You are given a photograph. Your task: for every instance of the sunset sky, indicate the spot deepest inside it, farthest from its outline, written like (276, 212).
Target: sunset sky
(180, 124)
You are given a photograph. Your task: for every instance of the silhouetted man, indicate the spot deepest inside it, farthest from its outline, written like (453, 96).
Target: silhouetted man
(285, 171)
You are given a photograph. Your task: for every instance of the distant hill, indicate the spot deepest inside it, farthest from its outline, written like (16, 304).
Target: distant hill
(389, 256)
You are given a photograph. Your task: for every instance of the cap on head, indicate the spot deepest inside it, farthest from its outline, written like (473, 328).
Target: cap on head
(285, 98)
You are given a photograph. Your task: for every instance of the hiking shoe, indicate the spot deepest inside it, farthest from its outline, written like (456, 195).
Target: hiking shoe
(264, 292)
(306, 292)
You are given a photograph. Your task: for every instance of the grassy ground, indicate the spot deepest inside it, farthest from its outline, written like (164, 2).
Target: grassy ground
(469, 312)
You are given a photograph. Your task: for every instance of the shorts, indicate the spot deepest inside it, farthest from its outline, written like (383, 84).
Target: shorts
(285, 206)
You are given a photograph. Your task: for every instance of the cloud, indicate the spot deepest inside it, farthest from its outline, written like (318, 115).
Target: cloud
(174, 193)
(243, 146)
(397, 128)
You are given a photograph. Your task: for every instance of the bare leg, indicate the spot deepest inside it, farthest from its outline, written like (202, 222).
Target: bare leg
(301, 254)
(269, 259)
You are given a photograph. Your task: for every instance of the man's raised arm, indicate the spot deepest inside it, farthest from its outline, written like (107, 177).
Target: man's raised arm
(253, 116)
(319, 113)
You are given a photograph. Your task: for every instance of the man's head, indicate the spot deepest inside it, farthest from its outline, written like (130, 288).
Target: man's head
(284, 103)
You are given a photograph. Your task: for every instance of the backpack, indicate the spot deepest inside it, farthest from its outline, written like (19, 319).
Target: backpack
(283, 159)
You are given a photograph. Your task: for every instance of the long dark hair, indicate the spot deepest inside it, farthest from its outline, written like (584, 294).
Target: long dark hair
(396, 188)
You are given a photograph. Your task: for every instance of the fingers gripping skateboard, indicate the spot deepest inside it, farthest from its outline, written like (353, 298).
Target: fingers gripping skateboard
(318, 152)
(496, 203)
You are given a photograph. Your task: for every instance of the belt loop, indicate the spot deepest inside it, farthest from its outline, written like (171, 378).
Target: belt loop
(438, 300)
....
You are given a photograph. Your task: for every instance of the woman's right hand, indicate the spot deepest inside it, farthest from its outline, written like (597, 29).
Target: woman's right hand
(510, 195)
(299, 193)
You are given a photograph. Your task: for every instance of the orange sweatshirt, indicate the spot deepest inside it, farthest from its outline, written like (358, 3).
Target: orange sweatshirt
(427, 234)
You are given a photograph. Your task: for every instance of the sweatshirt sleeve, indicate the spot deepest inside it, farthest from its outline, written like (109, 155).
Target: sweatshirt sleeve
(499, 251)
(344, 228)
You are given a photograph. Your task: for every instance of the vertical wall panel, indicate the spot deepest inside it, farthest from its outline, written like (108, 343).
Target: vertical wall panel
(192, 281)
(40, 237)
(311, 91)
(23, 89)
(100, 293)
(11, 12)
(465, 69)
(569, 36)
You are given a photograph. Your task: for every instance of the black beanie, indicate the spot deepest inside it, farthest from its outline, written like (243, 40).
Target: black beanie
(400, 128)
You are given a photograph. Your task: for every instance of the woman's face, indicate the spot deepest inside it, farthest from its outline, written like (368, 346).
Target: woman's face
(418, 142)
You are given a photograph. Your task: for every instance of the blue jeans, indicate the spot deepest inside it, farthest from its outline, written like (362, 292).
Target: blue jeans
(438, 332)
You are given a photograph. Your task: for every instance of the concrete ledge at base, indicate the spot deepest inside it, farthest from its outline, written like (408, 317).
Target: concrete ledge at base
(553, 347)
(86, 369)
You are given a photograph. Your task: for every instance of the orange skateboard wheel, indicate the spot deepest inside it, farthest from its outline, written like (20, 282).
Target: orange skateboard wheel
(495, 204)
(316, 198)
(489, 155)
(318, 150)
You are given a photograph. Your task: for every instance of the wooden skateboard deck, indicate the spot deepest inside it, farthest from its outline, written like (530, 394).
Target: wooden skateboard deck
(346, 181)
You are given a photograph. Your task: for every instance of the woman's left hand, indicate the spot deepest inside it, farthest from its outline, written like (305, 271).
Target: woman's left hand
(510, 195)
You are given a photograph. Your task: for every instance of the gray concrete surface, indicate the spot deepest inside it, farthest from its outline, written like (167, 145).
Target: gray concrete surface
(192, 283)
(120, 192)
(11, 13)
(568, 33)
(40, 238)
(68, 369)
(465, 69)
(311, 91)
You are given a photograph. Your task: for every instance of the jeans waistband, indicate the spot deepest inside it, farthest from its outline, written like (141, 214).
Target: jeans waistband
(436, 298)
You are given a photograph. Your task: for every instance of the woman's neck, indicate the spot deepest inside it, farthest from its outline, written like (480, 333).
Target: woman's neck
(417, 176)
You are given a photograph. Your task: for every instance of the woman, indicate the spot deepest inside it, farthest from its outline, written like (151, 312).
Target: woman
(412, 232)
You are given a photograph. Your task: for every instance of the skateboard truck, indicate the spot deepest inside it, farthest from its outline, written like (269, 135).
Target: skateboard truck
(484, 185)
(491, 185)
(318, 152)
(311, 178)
....
_Activity_
Look above for the line containing "like (107, 177).". Output from there through the line containing "like (19, 319).", exactly and inclusively.

_Response_
You are given a photograph. Your task: for every instance of the man's raised arm, indicate the spot deepest inside it, farthest from its outline, written like (107, 177).
Target: man's raised arm
(253, 116)
(319, 113)
You are given a photograph. Your task: for every instance of the man's head, indicate the spot deepest inside it, farthest from its outline, written like (130, 288).
Target: man's head
(284, 103)
You are given a photograph. Your task: for every instance of the backpack, indicate the spot deepest inside it, farthest from its outline, written like (19, 319).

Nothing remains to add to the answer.